● Written task
Reproduce the data below word for word, from the line with "TARGET = harrah's sign" to the line with "(1429, 659)", both of those lines included.

━━━━━ Source material

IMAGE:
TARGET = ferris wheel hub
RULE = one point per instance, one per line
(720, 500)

━━━━━━━━━━
━━━━━ Source material

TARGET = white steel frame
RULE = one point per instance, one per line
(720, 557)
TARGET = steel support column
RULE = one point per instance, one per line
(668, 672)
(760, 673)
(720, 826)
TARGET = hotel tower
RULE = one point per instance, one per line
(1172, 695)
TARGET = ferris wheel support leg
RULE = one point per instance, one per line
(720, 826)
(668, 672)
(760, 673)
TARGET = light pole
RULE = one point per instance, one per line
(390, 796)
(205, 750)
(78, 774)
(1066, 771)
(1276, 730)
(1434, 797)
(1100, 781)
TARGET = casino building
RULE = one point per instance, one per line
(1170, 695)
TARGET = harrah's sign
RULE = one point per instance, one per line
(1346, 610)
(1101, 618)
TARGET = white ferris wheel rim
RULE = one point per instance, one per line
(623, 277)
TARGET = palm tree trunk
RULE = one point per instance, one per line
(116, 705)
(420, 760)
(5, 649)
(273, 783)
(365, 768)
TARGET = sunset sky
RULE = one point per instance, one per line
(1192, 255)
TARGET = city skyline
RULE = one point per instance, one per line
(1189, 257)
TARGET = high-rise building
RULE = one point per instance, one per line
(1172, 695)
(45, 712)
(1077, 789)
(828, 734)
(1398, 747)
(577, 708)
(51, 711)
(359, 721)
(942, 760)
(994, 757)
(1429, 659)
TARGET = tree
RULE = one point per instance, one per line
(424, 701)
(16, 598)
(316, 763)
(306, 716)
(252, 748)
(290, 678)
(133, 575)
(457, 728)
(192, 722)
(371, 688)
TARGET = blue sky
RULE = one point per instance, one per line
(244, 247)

━━━━━━━━━━
━━━━━ Source material

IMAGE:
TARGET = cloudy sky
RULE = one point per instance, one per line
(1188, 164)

━━━━━━━━━━

● Result below
TARGET = harrah's sign
RULE = one point per instance, one per line
(1346, 610)
(1101, 618)
TARGET = white ferris wheel rim
RULE = one point per instance, one per line
(623, 277)
TARGET = palm tree trunk
RULE = one point per instance, one per line
(116, 705)
(420, 760)
(5, 649)
(273, 783)
(365, 768)
TARGET = sunset sky
RULE = one point per instance, one per line
(1192, 255)
TARGET = city skyline
RULE = one point per instance, one per line
(1189, 257)
TARGET = high-rise building
RULE = one point per instance, one per line
(1172, 695)
(45, 712)
(1077, 789)
(828, 734)
(1398, 747)
(577, 708)
(51, 711)
(359, 721)
(942, 760)
(994, 757)
(1429, 659)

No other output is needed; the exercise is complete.